### What you have to do
Repeat exactly the lines from the line containing "rough mask: <svg" to the last line of the listing, including both.
────
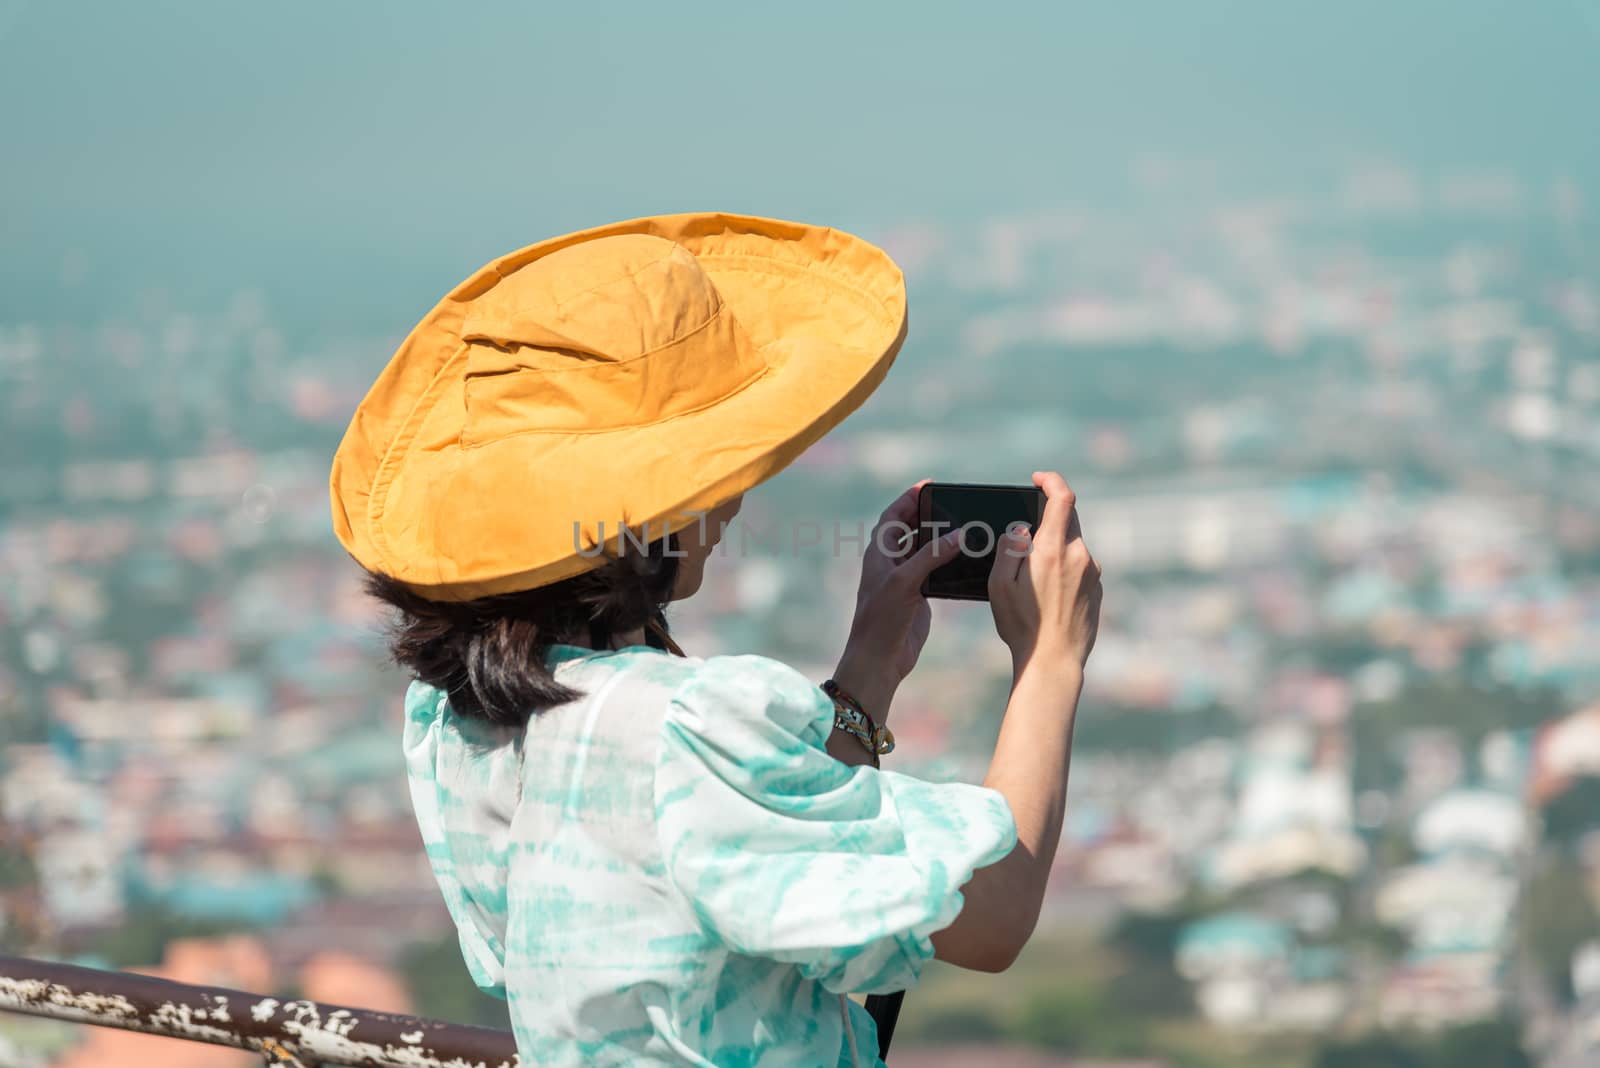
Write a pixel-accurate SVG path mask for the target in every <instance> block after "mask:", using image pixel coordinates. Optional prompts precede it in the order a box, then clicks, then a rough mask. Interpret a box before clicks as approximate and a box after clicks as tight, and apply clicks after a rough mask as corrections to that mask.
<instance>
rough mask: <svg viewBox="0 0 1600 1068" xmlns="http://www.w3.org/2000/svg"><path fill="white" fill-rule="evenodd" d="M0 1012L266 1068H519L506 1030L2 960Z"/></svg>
mask: <svg viewBox="0 0 1600 1068" xmlns="http://www.w3.org/2000/svg"><path fill="white" fill-rule="evenodd" d="M0 1012H24V1014H27V1015H35V1017H50V1018H53V1020H70V1022H74V1023H93V1025H96V1026H110V1028H122V1030H125V1031H142V1033H146V1034H162V1036H165V1038H174V1039H186V1041H190V1042H211V1044H214V1046H232V1047H235V1049H246V1050H253V1052H258V1054H261V1055H262V1058H264V1060H266V1063H269V1065H291V1066H299V1068H310V1066H312V1065H318V1063H326V1065H362V1066H366V1068H387V1066H390V1065H392V1066H394V1068H517V1065H518V1062H517V1044H515V1041H514V1039H512V1034H510V1031H496V1030H491V1028H480V1026H462V1025H459V1023H440V1022H438V1020H424V1018H421V1017H408V1015H395V1014H390V1012H373V1010H370V1009H350V1007H344V1006H330V1004H322V1002H317V1001H294V999H288V1001H286V999H280V998H269V996H266V994H250V993H245V991H240V990H227V988H226V986H192V985H189V983H174V982H170V980H165V978H152V977H149V975H133V974H128V972H102V970H98V969H93V967H77V966H72V964H51V962H46V961H32V959H27V958H14V956H0Z"/></svg>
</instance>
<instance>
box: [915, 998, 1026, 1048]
mask: <svg viewBox="0 0 1600 1068" xmlns="http://www.w3.org/2000/svg"><path fill="white" fill-rule="evenodd" d="M910 1004H915V1002H910ZM912 1014H914V1009H909V1007H907V1012H906V1017H912ZM914 1020H915V1022H914ZM907 1023H910V1025H912V1026H906V1025H907ZM901 1031H904V1033H906V1036H907V1038H915V1041H917V1042H928V1044H933V1046H938V1044H941V1042H987V1041H994V1039H998V1038H1003V1036H1005V1025H1003V1023H1002V1022H1000V1020H997V1018H995V1017H994V1014H990V1012H989V1010H987V1009H982V1007H978V1006H962V1007H955V1009H941V1010H938V1012H928V1014H923V1015H915V1017H914V1018H902V1020H901V1022H899V1023H898V1025H896V1030H894V1036H896V1038H899V1036H901ZM907 1044H910V1042H907Z"/></svg>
────
### Output of the exercise
rough mask: <svg viewBox="0 0 1600 1068" xmlns="http://www.w3.org/2000/svg"><path fill="white" fill-rule="evenodd" d="M0 1012L266 1068H519L506 1030L2 960Z"/></svg>
mask: <svg viewBox="0 0 1600 1068" xmlns="http://www.w3.org/2000/svg"><path fill="white" fill-rule="evenodd" d="M0 1012H24V1014H27V1015H35V1017H50V1018H53V1020H70V1022H74V1023H93V1025H96V1026H110V1028H122V1030H125V1031H142V1033H146V1034H162V1036H165V1038H174V1039H186V1041H190V1042H211V1044H214V1046H232V1047H235V1049H246V1050H253V1052H258V1054H261V1055H262V1058H264V1060H266V1063H269V1065H291V1066H299V1068H310V1066H312V1065H318V1063H326V1065H362V1066H366V1068H387V1066H390V1065H392V1066H394V1068H517V1065H518V1062H517V1044H515V1041H514V1039H512V1034H510V1031H496V1030H491V1028H480V1026H462V1025H459V1023H440V1022H438V1020H424V1018H421V1017H408V1015H395V1014H390V1012H373V1010H370V1009H350V1007H344V1006H330V1004H322V1002H317V1001H294V999H288V1001H286V999H280V998H269V996H266V994H250V993H245V991H240V990H227V988H226V986H192V985H189V983H174V982H170V980H165V978H152V977H149V975H133V974H128V972H102V970H98V969H93V967H77V966H72V964H51V962H46V961H32V959H27V958H14V956H0Z"/></svg>
</instance>
<instance>
box: [915, 998, 1026, 1048]
mask: <svg viewBox="0 0 1600 1068" xmlns="http://www.w3.org/2000/svg"><path fill="white" fill-rule="evenodd" d="M910 1004H915V1002H910ZM912 1014H914V1009H909V1007H907V1012H906V1017H912ZM914 1020H915V1022H914ZM907 1023H910V1025H912V1026H906V1025H907ZM901 1031H904V1033H906V1036H907V1038H915V1041H917V1042H928V1044H933V1046H938V1044H941V1042H987V1041H994V1039H998V1038H1003V1036H1005V1025H1003V1023H1002V1022H1000V1020H997V1018H995V1017H994V1014H990V1012H989V1010H987V1009H982V1007H978V1006H962V1007H955V1009H941V1010H938V1012H928V1014H923V1015H915V1017H914V1018H902V1020H901V1022H899V1023H898V1025H896V1030H894V1036H896V1038H899V1036H901ZM907 1044H910V1042H907Z"/></svg>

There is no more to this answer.